▶ [INFORMATION SHOWN]:
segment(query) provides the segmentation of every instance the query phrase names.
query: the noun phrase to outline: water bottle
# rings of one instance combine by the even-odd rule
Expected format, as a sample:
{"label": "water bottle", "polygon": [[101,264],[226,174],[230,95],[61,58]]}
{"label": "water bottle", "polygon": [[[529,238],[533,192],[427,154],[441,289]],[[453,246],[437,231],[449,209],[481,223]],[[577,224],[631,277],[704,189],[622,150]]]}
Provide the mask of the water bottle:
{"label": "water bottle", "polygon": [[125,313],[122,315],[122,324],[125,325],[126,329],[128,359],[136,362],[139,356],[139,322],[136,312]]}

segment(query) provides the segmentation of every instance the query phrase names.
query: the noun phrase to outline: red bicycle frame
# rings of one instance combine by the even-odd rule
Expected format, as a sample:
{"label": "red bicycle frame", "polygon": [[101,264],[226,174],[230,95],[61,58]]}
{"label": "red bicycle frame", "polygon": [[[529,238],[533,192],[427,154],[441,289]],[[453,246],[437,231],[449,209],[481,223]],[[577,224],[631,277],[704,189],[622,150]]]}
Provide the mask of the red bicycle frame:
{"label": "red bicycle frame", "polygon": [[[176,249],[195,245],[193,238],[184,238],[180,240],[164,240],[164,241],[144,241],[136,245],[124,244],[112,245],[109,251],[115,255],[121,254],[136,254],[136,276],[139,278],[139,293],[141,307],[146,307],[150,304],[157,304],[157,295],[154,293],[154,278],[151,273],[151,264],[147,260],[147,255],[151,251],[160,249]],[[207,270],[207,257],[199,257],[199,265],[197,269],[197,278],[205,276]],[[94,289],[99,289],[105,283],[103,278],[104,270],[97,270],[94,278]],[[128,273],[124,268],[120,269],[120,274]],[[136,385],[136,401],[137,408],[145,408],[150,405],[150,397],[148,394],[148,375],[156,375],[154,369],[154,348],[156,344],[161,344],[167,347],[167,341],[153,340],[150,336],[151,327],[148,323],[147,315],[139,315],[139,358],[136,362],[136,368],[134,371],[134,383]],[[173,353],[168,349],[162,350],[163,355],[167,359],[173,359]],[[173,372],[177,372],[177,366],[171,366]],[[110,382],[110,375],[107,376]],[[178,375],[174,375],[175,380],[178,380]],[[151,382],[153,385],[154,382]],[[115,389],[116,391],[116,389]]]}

▶ [TASK DESCRIPTION]:
Without changing a word, restate the whole listing.

▶ [ANSWER]:
segment(query) provides the segmentation of every instance the query phrase names.
query: the noun phrase to outline: water bottle
# rings of one instance combine by the even-odd rule
Expected format, as a sample:
{"label": "water bottle", "polygon": [[101,264],[226,174],[230,95],[61,58]]}
{"label": "water bottle", "polygon": [[[529,238],[533,192],[427,154],[441,289]],[[453,246],[437,231],[449,209],[481,223]],[[577,224],[631,277],[704,189],[622,150]]]}
Provide the mask of the water bottle:
{"label": "water bottle", "polygon": [[125,313],[122,315],[122,324],[125,325],[126,329],[128,359],[136,362],[139,356],[139,322],[136,312]]}

segment(query) provides the segmentation of every instance the query phrase names.
query: the noun phrase to outline: red bicycle frame
# rings of one instance combine by the even-odd rule
Expected format, as a sample:
{"label": "red bicycle frame", "polygon": [[101,264],[226,174],[230,95],[61,58]]}
{"label": "red bicycle frame", "polygon": [[[529,238],[533,192],[427,154],[441,289]],[[453,246],[437,231],[449,209],[481,223]],[[577,224],[631,277],[704,189],[622,150]]]}
Provide the mask of the red bicycle frame:
{"label": "red bicycle frame", "polygon": [[[176,249],[195,245],[193,238],[184,238],[180,240],[164,240],[164,241],[144,241],[136,245],[124,244],[112,245],[109,251],[115,255],[121,254],[136,254],[136,276],[139,278],[139,293],[141,307],[146,307],[150,304],[157,304],[157,295],[154,293],[154,278],[151,273],[151,264],[147,260],[147,255],[151,251],[160,249]],[[207,270],[207,257],[199,257],[199,265],[197,269],[197,278],[205,276]],[[94,289],[99,289],[105,283],[103,278],[104,270],[97,270],[94,278]],[[128,273],[124,268],[120,269],[120,274]],[[136,385],[136,401],[137,408],[145,408],[150,405],[150,397],[148,394],[148,375],[156,375],[154,369],[154,348],[156,344],[161,344],[167,347],[167,341],[153,340],[150,336],[151,327],[148,323],[147,315],[139,315],[139,358],[136,362],[136,368],[134,371],[134,383]],[[173,353],[168,349],[162,350],[163,355],[167,359],[173,359]],[[173,372],[177,372],[177,366],[171,366]],[[110,382],[110,375],[107,376]],[[178,375],[174,375],[175,380],[178,380]],[[151,382],[153,385],[154,382]],[[115,389],[116,391],[116,389]]]}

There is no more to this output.